EXERCISE:
Show each line of the records that contains the string "hand", treating uppercase and lowercase as different.

-- begin --

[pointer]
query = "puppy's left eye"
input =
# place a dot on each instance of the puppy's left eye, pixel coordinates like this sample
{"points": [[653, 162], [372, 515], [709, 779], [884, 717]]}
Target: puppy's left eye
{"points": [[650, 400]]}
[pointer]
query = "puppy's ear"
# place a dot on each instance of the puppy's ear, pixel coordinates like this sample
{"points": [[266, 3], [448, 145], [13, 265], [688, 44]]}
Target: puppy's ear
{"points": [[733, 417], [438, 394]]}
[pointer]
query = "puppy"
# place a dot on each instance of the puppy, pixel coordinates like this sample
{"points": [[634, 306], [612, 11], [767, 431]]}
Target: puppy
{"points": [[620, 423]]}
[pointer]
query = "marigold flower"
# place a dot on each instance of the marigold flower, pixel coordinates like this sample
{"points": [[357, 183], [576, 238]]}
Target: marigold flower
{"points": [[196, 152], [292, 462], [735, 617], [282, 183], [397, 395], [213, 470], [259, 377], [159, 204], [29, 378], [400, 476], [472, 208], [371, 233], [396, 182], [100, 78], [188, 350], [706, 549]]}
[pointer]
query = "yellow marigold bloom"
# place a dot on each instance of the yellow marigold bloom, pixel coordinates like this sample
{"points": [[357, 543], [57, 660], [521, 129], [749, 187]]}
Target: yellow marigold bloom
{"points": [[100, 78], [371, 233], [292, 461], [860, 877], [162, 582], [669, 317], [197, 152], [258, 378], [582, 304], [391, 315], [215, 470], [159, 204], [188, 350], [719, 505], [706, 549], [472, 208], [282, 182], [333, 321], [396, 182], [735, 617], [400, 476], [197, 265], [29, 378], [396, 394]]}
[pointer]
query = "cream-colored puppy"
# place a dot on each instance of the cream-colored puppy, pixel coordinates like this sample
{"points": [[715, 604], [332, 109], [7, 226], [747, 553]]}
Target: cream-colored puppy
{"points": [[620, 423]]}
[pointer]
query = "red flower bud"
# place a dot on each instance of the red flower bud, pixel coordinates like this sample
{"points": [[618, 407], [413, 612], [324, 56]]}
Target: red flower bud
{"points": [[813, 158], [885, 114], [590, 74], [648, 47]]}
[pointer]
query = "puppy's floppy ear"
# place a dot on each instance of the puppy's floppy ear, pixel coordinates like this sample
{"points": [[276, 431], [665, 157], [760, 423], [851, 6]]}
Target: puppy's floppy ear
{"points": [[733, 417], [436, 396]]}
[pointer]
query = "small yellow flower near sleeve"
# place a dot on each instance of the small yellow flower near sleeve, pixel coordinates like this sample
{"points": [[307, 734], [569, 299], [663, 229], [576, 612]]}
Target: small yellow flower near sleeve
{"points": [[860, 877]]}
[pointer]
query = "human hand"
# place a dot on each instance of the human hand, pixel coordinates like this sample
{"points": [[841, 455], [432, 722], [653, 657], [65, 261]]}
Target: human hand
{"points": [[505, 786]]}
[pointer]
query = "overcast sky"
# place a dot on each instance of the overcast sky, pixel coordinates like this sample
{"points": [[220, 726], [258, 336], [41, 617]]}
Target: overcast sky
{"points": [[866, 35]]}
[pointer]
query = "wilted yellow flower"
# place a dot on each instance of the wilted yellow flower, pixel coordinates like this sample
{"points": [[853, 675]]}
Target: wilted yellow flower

-- end --

ANSWER:
query = "human hand"
# place a dot on each instance of the human hand, pixel coordinates like this sample
Target: human hand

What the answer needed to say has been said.